Aim of the exercise: Gather each line of the entries below that includes "surfboard".

Source information:
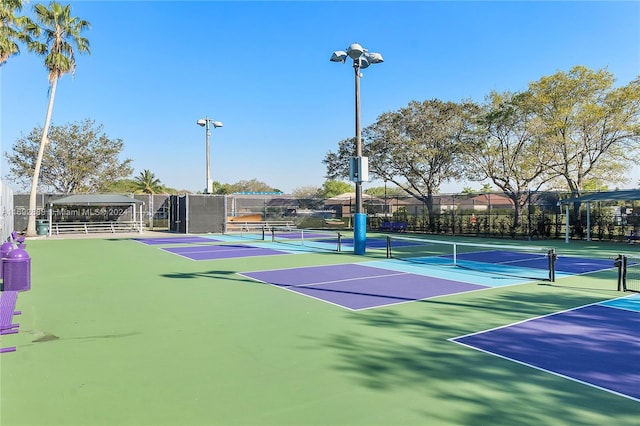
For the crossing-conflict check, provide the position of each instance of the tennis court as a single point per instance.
(119, 331)
(594, 345)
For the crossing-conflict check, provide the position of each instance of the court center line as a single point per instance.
(344, 280)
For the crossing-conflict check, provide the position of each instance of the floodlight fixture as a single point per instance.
(361, 59)
(204, 122)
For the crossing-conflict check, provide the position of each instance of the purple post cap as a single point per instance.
(19, 253)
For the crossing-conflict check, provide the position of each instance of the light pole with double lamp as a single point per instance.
(205, 122)
(358, 166)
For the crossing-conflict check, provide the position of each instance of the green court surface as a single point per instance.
(114, 332)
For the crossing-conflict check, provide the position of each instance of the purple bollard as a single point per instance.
(5, 248)
(16, 270)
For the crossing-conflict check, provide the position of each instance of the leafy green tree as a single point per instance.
(62, 34)
(592, 127)
(121, 186)
(332, 188)
(14, 29)
(417, 148)
(381, 191)
(306, 192)
(510, 151)
(252, 185)
(78, 158)
(147, 183)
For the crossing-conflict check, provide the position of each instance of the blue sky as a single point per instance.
(262, 68)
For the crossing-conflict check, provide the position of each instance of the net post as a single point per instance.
(618, 264)
(552, 256)
(455, 254)
(624, 273)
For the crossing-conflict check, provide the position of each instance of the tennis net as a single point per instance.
(307, 238)
(510, 260)
(630, 275)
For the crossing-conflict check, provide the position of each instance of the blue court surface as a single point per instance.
(597, 345)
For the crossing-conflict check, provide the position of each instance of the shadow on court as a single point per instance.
(394, 349)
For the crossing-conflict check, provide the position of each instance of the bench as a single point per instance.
(393, 226)
(336, 223)
(7, 311)
(88, 227)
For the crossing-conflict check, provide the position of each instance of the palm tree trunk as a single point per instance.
(31, 223)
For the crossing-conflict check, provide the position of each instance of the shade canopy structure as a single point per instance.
(622, 195)
(97, 200)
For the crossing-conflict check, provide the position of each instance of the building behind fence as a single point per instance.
(484, 215)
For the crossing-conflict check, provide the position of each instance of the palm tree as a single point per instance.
(62, 33)
(148, 183)
(14, 29)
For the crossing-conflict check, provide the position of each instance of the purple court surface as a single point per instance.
(175, 240)
(226, 251)
(360, 287)
(596, 345)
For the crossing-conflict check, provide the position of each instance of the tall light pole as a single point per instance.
(204, 122)
(358, 169)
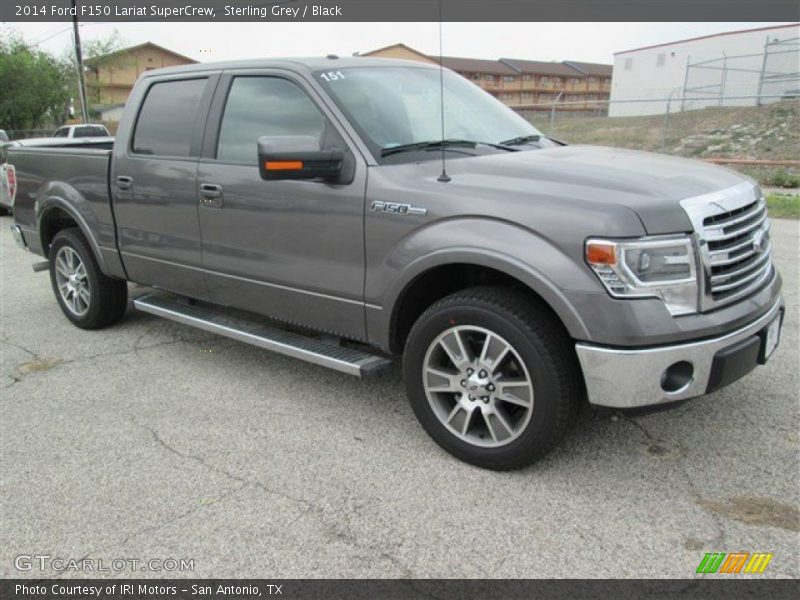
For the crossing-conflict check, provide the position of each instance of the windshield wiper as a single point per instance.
(519, 141)
(435, 144)
(389, 150)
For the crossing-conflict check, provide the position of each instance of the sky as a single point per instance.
(590, 42)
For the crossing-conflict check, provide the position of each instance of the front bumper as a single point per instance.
(629, 378)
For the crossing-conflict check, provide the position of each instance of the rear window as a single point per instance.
(90, 131)
(166, 121)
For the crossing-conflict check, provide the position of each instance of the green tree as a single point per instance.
(35, 85)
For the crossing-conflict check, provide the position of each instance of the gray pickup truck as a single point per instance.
(320, 208)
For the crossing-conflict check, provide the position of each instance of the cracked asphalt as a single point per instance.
(152, 440)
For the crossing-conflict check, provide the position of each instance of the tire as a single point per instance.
(89, 299)
(496, 414)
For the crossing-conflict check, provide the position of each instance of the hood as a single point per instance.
(650, 185)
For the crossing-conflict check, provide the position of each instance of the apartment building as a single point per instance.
(525, 84)
(110, 78)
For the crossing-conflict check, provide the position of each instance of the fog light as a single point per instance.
(677, 377)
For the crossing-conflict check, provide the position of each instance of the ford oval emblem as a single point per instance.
(760, 242)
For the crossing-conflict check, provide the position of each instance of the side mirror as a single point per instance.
(297, 157)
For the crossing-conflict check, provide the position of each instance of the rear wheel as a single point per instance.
(492, 377)
(87, 297)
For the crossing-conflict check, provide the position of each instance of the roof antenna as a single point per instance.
(444, 177)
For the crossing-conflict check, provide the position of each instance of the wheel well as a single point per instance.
(53, 221)
(442, 281)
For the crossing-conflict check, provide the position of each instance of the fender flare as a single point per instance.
(504, 263)
(52, 202)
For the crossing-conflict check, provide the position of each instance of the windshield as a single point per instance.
(398, 106)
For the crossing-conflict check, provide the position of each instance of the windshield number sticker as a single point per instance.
(332, 76)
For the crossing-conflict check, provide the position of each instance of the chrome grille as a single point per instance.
(732, 232)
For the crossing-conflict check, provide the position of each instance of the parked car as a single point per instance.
(517, 277)
(82, 131)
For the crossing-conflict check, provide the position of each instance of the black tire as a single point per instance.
(108, 297)
(541, 343)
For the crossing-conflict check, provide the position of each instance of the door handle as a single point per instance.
(124, 182)
(211, 195)
(211, 190)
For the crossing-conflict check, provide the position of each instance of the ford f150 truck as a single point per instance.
(325, 209)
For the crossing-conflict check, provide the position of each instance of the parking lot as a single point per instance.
(152, 440)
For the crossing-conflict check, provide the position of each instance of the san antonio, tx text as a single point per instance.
(113, 589)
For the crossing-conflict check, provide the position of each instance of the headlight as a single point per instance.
(658, 268)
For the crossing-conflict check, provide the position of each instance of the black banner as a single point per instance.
(400, 10)
(706, 588)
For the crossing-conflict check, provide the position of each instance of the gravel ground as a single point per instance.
(152, 440)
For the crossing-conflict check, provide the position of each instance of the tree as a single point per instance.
(35, 85)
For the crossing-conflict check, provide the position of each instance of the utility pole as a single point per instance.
(79, 61)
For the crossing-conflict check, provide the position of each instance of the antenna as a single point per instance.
(444, 177)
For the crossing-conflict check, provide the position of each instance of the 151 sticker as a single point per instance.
(332, 76)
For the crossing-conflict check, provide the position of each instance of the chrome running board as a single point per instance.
(255, 330)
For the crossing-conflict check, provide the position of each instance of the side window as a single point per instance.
(259, 106)
(167, 118)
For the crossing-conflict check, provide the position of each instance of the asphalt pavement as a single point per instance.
(155, 441)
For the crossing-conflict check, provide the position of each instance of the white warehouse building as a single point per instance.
(697, 72)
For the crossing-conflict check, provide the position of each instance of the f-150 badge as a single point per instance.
(394, 208)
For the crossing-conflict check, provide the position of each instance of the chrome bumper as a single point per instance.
(19, 237)
(622, 378)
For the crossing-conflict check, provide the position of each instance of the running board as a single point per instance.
(254, 330)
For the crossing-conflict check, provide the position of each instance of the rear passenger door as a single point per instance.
(293, 250)
(153, 184)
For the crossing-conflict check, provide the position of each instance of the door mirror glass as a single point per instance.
(297, 157)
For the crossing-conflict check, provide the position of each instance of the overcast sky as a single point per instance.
(591, 42)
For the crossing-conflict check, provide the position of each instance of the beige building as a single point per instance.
(525, 84)
(110, 78)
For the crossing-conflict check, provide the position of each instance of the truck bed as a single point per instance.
(75, 176)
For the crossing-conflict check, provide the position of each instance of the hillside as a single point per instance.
(769, 132)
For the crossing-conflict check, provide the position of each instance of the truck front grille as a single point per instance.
(732, 232)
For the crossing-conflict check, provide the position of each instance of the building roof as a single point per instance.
(475, 65)
(508, 66)
(704, 37)
(131, 49)
(591, 69)
(396, 46)
(541, 67)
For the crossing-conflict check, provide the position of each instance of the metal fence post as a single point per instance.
(763, 72)
(724, 78)
(666, 121)
(685, 80)
(553, 112)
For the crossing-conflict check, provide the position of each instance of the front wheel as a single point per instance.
(87, 297)
(492, 377)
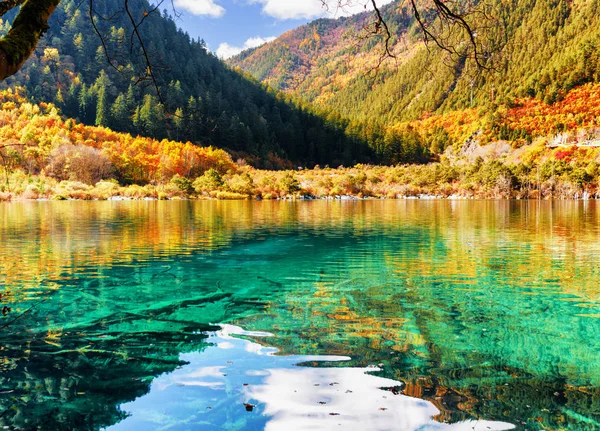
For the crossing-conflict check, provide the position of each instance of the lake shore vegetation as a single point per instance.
(519, 152)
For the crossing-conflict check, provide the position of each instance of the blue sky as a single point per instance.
(228, 26)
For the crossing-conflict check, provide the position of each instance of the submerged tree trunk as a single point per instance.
(21, 40)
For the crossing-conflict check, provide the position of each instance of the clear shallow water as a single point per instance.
(482, 311)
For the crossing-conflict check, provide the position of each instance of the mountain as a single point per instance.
(199, 99)
(545, 49)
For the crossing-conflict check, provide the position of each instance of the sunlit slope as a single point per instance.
(549, 47)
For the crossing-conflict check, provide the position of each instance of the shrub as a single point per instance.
(182, 183)
(288, 184)
(79, 163)
(211, 180)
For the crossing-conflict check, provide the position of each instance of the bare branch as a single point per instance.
(21, 40)
(7, 5)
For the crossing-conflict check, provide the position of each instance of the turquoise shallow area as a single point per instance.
(472, 311)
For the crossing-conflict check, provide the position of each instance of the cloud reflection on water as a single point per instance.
(211, 391)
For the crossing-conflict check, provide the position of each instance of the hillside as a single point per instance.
(46, 156)
(200, 99)
(548, 47)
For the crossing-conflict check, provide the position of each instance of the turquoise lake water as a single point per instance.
(368, 315)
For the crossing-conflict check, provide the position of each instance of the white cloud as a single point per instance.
(225, 50)
(308, 9)
(201, 7)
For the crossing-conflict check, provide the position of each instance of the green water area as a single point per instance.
(364, 315)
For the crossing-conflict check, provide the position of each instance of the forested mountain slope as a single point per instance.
(548, 48)
(200, 98)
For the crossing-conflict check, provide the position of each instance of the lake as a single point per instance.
(364, 315)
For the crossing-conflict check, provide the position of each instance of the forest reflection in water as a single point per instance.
(489, 310)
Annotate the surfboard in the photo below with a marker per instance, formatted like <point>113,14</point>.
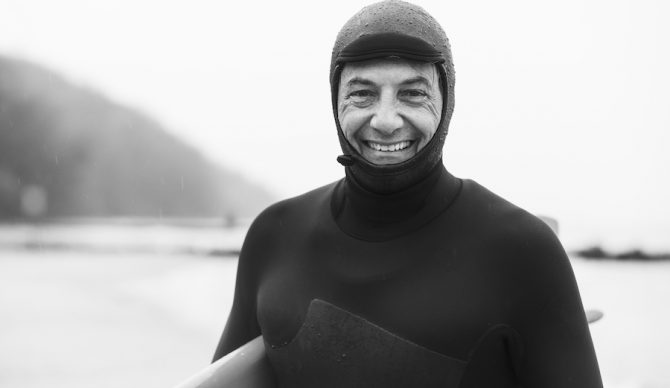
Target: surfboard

Response to the task:
Annotate the surfboard in the photo below with a marker per instance, formatted like <point>113,14</point>.
Target: surfboard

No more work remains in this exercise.